** Begin TEXT SEGMENT **

Title means "Quietness", "Comfortable Sound" and "Excellent Acoustics"
Nagata Acoustics News 98-7iNo.127j
Issued : July 25, 1998
Building Layouts and Sound Isolation Planning
by Toshiko Fukuchi
Many Japanese cultural centers recently completed, or now in the planning or construction phases, house multiple auditoriums and/or rehearsal and practice rooms in close proximity under a single roof. In designing the floor plans of these projects, the proximity of the facilities to each other is virtually pre-determined by the sponsors' decision on the total number of rooms and the limitations of the site's available land and adjacent roads and railroad lines. In addition, these cultural centers increasingly include a large number of rehearsal and practice rooms near the center's hall(s) in order to promote daily use of the facilities by the local community. When a center's practice rooms and hall(s) must be located in close proximity, the degree to which the various facilities can be used simultaneously will, of course, greatly affect the overall usage of the cultural center and its ability to maximize the number of people who benefit from the center's very existence.
Other examples of facilities that require special attention to sound isolation are projects in which a hall is built as part of a multi-purpose building designed primarily, or at least in part, as office and retail space. This kind of structure is also more and more prevalent in Japan. Here, the objective of creating as quiet a hall as possible impacts significantly on the acoustical characteristics and sound quality that can reasonably expected of the hall.
In both of the above kinds of projects, the most frequently raised complaint that any hall may receive is that sound from the adjoining space is audible inside the hall during its musical or theatrical performances. It does not take a well-trained ear to experience displeasure when outside sounds mix with an ensemble's otherwise pleasurable music or distract the audience from an actor's lines. Moreover, once a hall becomes saddled with a reputation for poor sound isolation, improving that reputation can be even more difficult than fixing the actual problem.
Post-construction strategies to improve a room or structure's sound isolation involve major structural changes that require considerable investments of both time and money. Therefore, the earlier that sound isolation is taken into consideration in planning a hall the better, and the best time to plan for adequate sound isolation is when deciding the floor plan layout. It is no exaggeration to say that whether the floor plan is good or bad can be enough to make or break the reputation of the completed hall.

** End TEXT SEGMENT **
** Begin GIVEN INFORMATION **

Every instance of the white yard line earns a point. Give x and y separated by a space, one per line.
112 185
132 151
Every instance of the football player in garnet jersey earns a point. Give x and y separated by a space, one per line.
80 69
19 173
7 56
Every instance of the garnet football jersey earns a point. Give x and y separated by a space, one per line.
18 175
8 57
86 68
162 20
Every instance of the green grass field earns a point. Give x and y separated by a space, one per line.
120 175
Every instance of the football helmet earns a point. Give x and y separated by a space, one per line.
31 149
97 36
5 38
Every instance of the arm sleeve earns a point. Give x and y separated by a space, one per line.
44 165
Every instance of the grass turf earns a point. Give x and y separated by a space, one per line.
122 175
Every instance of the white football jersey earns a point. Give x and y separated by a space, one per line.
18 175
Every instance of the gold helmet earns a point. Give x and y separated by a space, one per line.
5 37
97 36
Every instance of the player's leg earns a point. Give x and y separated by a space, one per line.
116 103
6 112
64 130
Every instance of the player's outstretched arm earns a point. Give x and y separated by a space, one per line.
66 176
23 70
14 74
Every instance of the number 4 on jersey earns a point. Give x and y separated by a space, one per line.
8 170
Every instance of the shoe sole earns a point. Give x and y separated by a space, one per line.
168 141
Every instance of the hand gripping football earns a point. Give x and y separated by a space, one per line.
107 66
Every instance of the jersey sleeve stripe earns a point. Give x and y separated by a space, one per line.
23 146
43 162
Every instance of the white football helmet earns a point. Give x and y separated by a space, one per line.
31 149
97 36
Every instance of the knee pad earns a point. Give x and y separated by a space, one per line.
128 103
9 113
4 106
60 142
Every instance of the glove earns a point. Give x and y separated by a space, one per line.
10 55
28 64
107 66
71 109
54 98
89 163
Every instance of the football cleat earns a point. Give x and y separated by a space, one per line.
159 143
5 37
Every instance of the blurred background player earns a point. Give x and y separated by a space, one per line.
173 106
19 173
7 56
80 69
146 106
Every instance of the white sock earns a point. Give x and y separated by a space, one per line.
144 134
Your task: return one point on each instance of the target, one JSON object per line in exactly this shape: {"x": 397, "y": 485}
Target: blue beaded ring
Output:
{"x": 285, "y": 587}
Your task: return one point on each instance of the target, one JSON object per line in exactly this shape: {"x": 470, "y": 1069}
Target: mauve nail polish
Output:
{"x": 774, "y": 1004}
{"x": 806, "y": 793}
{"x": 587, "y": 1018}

** End GIVEN INFORMATION **

Resume the article on sound isolation planning for halls, picking up after its last paragraph.

<< Measurements and Calculations Relevant to Sound Isolation >>
Before discussing the sound isolation in specific halls, I will review the measurements and calculations I use in evaluating a hall's sound isolation. The volume of sound that we expect to be generated (in the middle frequencies) in a hall or rehearsal room is as follows: Large orchestras produce approximately 110dB SPL (Sound Pressure Level); medium-size orchestras produce approximately 100dB SPL; solo piano produces approximately 90dB SPL; and music that uses electric instruments (such as rock music) can be expected to produce in excess of 120dB SPL.
While the general trend may be towards performances and music genres that produce louder sound, the ambient noise in halls is yearly becoming less and less, making halls quieter and quieter. The norm for classical music concert halls is now under NC-15. ("NC" is the value used to measure how quiet the inside of a hall is, with the smaller the NC value the more quiet the hall. In a hall with a value of NC-15, the space is sufficiently quiet that one can hear the sound of another person breathing.) Since at NC-15, the intensity of 500Hz of sound is 22dB, to determine the level of sound isolation required to isolate a space from 100dB of sound so that the space maintains its NC-15 quietness, we simply subtract 22dB (or approximately 20dB) from 100dB and thereby know that approximately 80dB of sound isolation is required. Likewise, to prevent orchestral music from leaking to other adjacent rooms, 90dB (for the middle registers) of sound isolation would be necessary.
The concrete walls of reinforced concrete structures being built are approximately 150mm thick. When such a concrete wall has no doors or windows to decrease the sound isolation, it provides TL (Transmission Loss) for between 50dB and 60dB (at 500 Hz). As doubling the thickness of the concrete wall would only improve the TL by 5dB or 6dB, the immensity of the challenge involved in achieving sound isolation for 90dB of sound is obvious.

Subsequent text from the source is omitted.